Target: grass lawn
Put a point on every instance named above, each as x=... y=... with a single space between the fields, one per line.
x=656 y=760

...

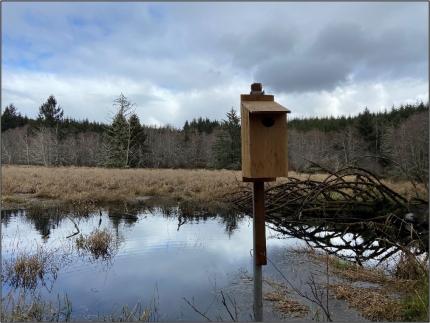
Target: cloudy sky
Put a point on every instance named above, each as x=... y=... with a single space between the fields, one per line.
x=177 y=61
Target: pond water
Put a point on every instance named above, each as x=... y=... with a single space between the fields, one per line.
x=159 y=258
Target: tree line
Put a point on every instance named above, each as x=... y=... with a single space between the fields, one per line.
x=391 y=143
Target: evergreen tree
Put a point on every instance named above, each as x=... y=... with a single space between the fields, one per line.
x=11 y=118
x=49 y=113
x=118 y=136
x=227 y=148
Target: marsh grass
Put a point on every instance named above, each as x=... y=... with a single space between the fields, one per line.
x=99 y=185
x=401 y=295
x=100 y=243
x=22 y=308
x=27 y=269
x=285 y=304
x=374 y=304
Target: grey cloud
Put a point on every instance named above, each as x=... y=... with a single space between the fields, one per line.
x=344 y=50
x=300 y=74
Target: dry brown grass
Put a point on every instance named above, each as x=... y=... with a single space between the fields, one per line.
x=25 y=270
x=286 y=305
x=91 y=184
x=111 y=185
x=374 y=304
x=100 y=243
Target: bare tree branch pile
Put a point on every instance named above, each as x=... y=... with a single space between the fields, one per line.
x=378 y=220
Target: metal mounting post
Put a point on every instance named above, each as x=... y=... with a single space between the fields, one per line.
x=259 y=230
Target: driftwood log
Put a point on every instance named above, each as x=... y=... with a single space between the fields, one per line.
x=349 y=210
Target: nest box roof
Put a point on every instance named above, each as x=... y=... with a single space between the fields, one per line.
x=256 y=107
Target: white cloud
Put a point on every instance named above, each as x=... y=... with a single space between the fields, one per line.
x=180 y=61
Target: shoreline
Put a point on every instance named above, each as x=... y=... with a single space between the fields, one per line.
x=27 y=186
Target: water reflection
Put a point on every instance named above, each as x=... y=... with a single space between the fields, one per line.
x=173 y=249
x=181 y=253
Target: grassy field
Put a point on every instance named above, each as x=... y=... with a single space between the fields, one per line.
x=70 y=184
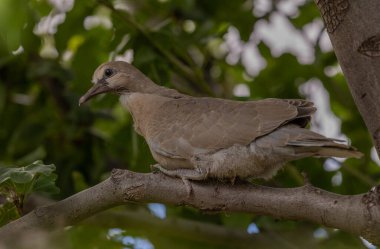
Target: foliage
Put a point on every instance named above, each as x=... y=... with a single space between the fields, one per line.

(DESCRIPTION OF THE TASK): Return each line of the rows above that contains the string "tree", matching case exactly.

(EXERCISE RESULT):
Target: tree line
Target: evergreen tree
Target: bare tree branch pile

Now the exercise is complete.